* _ASSIGNMENT_: Return each line of the entries that mentions the word "Need".

*** Block opens ***

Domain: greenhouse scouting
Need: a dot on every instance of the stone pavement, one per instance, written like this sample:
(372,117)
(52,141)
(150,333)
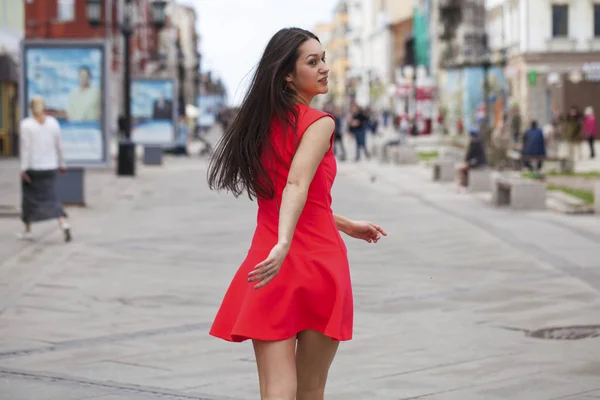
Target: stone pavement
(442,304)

*** Block closes ***
*** Block opens ***

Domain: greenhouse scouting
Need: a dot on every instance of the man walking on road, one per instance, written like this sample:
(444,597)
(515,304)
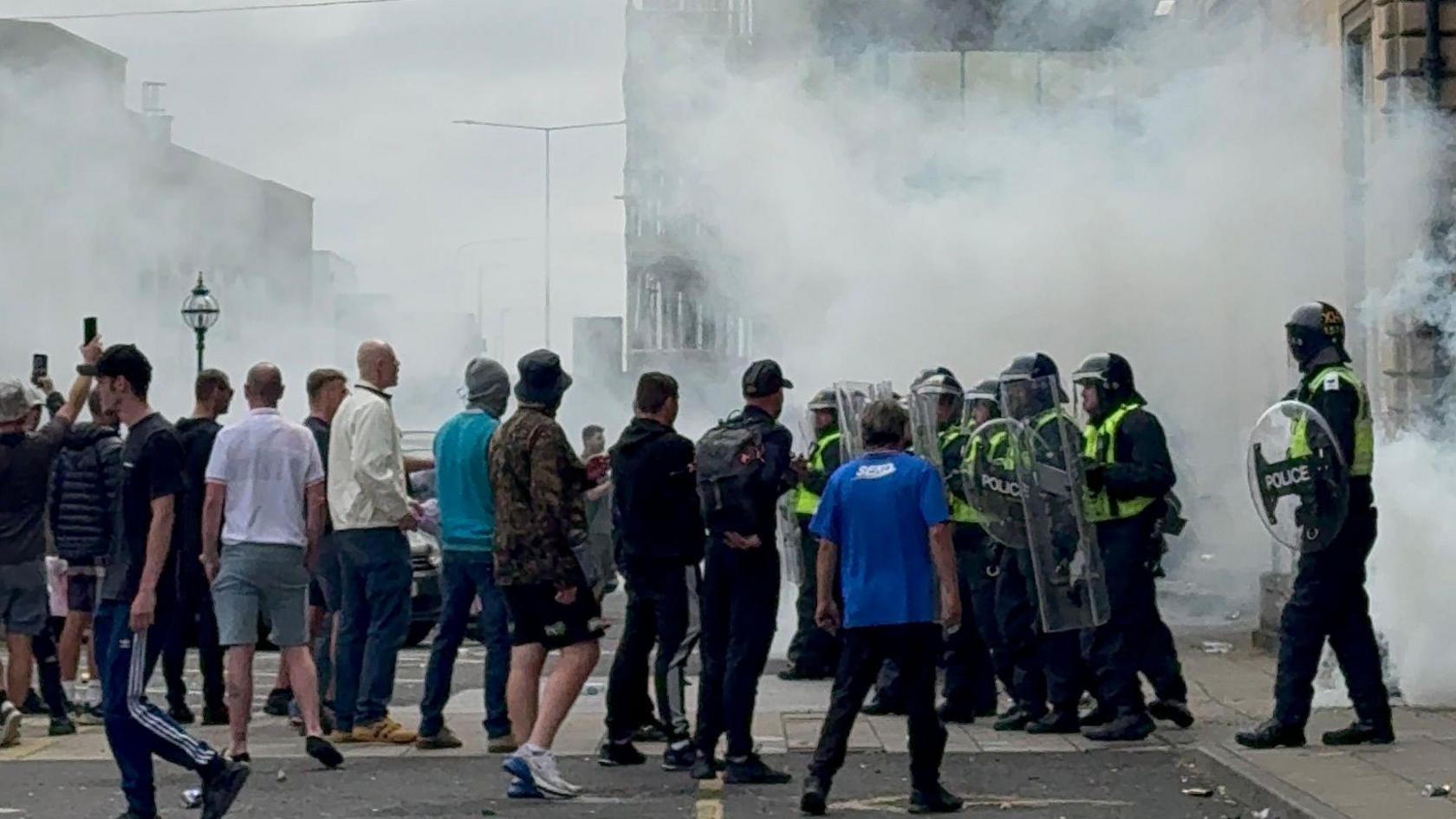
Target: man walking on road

*** Block closes ***
*** Block opens ***

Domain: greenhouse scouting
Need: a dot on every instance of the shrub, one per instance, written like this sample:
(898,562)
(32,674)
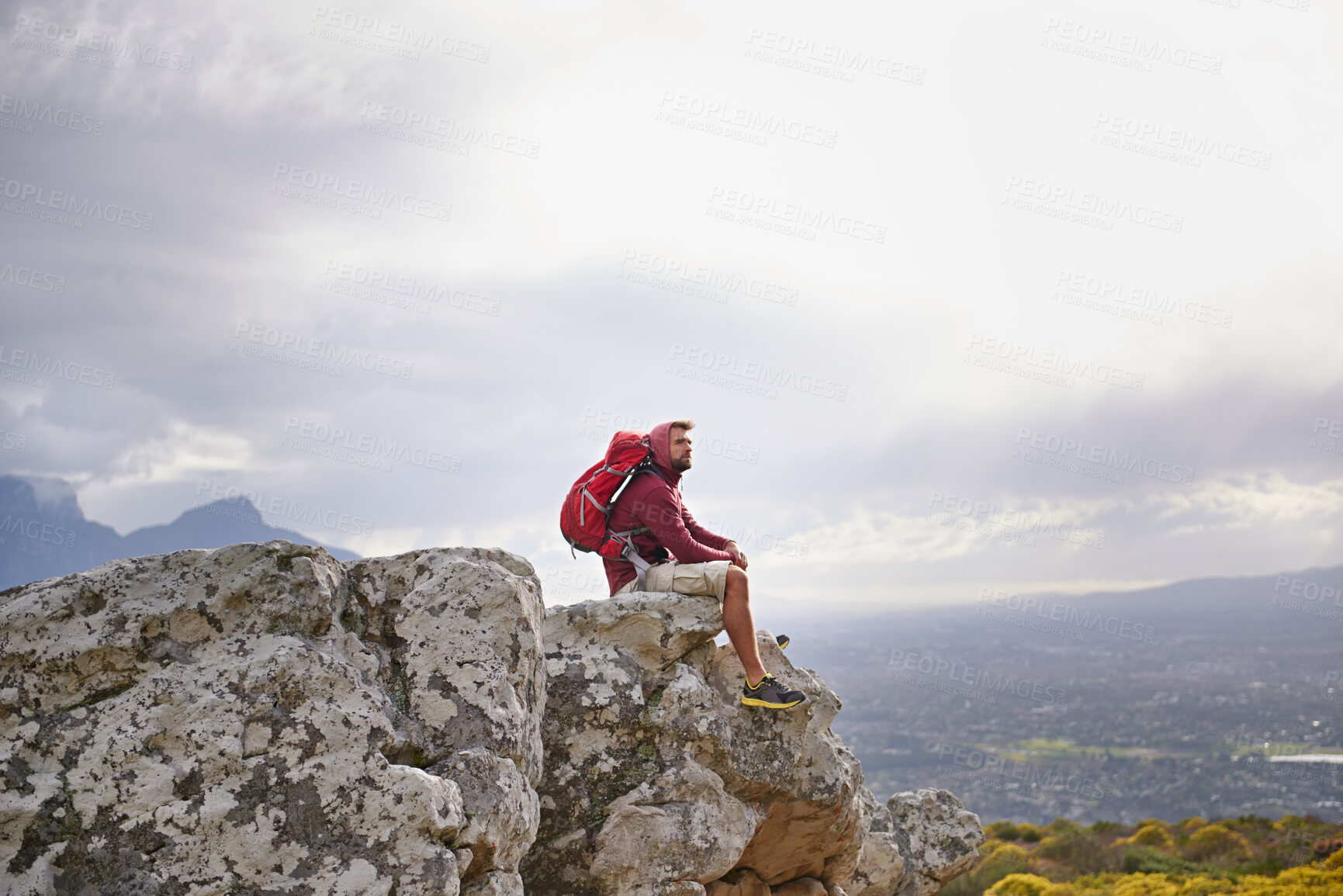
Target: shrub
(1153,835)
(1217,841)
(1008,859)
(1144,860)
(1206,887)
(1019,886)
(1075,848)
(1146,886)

*** Block closes ***

* _TASK RESULT_:
Need: a dot on every instance of the stone pavement, one per instance, written like this sample:
Need: a dot on every instance of the man walking on road, one per instance, written like this sample:
Need: a dot on every instance of the shrub, one per instance, written like this sample:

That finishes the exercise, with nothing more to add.